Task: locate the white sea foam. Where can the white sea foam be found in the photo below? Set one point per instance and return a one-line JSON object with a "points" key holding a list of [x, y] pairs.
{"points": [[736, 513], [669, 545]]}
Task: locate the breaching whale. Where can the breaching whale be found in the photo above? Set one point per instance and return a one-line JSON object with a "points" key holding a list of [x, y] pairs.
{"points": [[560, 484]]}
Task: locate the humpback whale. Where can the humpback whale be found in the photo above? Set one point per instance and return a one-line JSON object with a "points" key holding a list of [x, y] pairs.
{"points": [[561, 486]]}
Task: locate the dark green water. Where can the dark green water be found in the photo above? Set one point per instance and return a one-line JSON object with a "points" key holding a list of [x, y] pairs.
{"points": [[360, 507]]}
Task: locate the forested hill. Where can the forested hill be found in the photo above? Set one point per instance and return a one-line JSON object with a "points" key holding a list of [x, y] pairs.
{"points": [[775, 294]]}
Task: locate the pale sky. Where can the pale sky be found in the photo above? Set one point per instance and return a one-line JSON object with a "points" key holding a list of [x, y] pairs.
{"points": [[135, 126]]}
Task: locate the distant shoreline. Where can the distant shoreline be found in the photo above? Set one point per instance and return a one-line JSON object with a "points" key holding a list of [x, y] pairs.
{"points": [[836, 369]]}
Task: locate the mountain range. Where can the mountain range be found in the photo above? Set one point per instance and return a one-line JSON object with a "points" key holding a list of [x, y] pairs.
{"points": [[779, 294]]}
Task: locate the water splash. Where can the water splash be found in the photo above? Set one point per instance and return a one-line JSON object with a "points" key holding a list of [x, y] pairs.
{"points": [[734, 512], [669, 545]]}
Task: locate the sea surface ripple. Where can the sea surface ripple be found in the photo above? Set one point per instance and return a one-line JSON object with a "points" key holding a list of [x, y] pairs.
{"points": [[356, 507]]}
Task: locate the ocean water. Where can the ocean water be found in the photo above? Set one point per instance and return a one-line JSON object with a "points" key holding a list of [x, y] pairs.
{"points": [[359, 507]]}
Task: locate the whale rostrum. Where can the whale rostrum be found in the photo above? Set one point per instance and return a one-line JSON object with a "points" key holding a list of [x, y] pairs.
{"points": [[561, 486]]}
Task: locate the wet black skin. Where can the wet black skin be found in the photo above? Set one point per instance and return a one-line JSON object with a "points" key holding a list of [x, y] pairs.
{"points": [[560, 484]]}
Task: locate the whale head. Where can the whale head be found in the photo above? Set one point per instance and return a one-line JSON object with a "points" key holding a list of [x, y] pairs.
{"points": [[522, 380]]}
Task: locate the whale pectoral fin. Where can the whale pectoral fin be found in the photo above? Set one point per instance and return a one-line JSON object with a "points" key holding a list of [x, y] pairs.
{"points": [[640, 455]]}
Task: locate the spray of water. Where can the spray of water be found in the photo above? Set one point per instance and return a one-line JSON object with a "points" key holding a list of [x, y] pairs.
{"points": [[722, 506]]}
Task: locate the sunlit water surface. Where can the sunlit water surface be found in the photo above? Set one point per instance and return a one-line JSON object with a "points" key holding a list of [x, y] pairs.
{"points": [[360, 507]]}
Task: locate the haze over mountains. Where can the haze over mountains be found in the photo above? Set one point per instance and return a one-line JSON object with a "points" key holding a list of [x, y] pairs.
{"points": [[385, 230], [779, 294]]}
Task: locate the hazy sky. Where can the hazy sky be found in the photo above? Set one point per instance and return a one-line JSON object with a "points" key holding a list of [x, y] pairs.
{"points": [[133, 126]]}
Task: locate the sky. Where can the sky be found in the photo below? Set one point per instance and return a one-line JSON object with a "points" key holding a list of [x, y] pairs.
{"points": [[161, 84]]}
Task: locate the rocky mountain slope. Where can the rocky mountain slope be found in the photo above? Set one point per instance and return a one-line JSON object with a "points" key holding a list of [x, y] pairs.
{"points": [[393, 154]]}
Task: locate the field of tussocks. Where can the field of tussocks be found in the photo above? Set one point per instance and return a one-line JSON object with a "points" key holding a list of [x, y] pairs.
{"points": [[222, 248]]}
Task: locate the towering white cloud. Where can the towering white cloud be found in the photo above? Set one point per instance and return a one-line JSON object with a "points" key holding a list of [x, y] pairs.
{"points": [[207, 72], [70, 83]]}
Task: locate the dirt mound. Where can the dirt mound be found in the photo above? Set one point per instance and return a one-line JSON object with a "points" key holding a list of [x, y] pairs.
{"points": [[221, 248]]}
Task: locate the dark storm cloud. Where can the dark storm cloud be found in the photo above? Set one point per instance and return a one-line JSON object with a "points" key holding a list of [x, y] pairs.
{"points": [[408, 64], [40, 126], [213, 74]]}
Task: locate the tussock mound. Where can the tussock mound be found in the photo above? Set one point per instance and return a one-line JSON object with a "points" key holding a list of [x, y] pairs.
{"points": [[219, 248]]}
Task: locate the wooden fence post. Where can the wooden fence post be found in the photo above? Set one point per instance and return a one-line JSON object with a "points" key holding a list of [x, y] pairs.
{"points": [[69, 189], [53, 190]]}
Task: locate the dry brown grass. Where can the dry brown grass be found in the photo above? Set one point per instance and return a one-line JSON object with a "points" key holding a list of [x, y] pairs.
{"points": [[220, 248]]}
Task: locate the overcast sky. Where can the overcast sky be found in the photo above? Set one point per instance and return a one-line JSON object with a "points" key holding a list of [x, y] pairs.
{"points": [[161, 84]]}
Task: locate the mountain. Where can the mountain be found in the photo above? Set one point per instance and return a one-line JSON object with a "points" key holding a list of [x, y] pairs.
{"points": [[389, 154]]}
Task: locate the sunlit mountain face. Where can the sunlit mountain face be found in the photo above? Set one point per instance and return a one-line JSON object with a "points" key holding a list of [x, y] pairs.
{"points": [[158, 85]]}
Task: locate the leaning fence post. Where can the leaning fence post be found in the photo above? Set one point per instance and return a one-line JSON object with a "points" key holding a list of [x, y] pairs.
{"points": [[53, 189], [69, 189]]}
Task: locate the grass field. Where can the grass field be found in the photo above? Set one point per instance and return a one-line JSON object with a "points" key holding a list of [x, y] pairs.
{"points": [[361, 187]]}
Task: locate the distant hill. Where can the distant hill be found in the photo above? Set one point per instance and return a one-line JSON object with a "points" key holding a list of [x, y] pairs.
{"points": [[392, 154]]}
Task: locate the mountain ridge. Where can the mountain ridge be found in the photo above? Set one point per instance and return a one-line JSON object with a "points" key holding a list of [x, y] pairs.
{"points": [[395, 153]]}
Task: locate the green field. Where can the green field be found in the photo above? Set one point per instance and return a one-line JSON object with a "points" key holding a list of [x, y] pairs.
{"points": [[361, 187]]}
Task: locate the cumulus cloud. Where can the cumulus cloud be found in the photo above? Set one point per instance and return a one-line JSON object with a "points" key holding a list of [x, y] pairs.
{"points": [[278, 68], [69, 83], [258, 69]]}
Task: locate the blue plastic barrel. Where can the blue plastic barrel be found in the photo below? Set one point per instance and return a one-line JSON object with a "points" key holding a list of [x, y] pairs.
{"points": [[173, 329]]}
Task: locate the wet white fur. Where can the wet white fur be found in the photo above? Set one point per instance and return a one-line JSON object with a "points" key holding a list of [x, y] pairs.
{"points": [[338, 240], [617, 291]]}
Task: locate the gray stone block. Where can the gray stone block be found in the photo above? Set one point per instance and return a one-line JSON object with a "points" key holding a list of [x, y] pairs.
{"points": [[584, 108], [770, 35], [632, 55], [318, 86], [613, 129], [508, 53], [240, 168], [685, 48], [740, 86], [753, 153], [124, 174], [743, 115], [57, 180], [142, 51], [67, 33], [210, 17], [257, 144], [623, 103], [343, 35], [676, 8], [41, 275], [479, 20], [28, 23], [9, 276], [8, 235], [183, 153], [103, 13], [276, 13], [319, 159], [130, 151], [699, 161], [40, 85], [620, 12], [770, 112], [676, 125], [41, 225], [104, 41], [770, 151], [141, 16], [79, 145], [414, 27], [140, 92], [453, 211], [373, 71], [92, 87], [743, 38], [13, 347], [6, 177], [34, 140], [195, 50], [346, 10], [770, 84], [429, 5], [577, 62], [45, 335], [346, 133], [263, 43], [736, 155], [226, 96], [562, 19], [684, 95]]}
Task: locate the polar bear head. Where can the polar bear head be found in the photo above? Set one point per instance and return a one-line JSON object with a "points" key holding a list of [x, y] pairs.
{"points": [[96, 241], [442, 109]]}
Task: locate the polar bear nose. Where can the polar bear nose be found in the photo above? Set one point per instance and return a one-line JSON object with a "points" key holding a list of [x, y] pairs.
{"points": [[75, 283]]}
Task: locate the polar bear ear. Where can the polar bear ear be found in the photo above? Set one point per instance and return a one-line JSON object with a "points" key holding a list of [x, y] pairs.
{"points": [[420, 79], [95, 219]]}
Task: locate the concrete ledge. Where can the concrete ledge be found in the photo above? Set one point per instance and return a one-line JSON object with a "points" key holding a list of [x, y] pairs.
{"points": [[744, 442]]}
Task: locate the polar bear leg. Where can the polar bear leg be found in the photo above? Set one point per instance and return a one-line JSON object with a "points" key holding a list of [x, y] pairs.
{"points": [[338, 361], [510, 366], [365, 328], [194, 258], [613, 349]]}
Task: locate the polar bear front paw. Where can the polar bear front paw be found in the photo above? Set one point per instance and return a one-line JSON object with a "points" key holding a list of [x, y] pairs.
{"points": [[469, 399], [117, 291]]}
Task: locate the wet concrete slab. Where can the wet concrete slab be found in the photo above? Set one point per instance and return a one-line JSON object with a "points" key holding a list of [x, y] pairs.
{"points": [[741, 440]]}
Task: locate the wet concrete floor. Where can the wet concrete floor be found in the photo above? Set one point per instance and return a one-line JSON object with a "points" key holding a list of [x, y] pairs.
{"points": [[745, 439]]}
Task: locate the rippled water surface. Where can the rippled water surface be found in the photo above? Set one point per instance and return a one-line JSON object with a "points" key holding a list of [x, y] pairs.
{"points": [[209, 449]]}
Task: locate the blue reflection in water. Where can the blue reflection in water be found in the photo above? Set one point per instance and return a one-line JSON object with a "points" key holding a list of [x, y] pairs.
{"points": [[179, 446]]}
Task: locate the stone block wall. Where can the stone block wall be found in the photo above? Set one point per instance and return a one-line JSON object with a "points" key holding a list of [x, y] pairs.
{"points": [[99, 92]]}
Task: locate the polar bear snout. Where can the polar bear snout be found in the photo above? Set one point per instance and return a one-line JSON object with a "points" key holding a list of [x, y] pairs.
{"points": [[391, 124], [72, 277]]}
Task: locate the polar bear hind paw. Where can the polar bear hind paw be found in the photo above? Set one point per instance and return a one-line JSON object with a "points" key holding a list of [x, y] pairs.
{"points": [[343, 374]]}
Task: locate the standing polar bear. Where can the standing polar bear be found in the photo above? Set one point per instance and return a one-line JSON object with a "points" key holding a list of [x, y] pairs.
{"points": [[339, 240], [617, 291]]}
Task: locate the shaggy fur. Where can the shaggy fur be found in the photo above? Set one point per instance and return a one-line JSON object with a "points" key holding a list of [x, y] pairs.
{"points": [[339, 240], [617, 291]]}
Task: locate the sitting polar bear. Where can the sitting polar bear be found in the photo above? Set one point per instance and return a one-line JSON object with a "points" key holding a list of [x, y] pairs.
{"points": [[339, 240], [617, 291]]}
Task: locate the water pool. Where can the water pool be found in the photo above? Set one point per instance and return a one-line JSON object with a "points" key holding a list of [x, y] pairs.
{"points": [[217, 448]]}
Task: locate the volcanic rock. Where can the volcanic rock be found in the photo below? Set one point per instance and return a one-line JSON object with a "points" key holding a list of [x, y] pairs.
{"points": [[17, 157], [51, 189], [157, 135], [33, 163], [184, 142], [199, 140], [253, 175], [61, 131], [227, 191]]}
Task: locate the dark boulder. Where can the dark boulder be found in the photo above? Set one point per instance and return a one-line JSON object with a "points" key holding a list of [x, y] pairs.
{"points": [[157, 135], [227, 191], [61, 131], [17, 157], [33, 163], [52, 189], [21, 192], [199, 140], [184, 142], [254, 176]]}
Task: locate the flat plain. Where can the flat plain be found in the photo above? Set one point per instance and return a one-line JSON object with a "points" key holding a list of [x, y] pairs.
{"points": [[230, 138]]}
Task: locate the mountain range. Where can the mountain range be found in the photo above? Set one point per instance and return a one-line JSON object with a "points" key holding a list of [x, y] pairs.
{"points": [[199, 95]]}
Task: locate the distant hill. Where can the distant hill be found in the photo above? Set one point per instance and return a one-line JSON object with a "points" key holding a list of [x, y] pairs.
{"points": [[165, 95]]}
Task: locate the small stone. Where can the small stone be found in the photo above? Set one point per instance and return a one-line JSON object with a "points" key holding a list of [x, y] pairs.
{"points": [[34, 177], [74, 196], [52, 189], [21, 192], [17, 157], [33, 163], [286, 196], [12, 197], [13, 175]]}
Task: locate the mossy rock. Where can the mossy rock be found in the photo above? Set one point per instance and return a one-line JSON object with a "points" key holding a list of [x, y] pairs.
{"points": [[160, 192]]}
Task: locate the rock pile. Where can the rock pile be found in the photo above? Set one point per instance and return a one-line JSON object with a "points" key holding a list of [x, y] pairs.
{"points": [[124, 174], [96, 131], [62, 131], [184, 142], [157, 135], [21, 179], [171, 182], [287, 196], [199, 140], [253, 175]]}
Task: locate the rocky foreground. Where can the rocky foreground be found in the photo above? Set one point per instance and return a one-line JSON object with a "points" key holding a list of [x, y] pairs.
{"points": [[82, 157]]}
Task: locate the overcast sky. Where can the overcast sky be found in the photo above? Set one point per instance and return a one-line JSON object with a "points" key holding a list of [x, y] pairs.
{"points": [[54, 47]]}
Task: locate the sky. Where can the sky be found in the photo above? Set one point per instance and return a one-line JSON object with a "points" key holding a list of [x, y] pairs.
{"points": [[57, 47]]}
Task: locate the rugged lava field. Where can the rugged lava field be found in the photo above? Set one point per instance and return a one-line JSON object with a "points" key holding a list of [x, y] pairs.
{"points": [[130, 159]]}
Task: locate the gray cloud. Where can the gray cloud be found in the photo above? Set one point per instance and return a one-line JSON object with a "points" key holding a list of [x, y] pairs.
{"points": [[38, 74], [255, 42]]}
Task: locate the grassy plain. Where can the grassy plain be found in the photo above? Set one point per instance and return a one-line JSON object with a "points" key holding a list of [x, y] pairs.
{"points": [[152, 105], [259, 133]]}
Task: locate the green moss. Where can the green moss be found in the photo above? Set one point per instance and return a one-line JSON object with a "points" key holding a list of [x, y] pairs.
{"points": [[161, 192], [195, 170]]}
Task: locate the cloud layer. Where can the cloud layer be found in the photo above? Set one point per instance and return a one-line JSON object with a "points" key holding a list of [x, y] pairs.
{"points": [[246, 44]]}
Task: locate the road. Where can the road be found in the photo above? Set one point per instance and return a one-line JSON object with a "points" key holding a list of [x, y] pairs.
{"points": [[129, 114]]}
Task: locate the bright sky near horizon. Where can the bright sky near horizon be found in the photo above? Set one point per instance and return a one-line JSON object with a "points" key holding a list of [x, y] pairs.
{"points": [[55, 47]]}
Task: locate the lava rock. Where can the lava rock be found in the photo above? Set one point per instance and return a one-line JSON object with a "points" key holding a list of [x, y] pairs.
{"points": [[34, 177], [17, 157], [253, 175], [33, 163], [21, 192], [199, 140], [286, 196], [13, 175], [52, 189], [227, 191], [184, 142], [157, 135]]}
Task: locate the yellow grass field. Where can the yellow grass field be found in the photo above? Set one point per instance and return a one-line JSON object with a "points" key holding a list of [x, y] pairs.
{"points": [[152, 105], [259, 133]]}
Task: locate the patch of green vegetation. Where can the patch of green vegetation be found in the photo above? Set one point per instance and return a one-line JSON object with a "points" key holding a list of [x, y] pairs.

============

> [WHAT THE EXERCISE ASKS] Extract every line from the one containing "Task: locate the yellow" through the last line of the data, inclusive, exactly as written.

> [SOLUTION BELOW]
Task: locate the yellow grass field. Where can the yellow grass field be found in the photo above? Set one point per instance and return a one-line JSON object with a "points" key holding a list of [x, y] pairs.
{"points": [[152, 105], [259, 133]]}
Task: locate the patch of green vegetation. Where can the patch of green vegetation be found in the photo above? Set one point per instance and return a one-line JSON object with a "points" key holding a list of [x, y] pairs.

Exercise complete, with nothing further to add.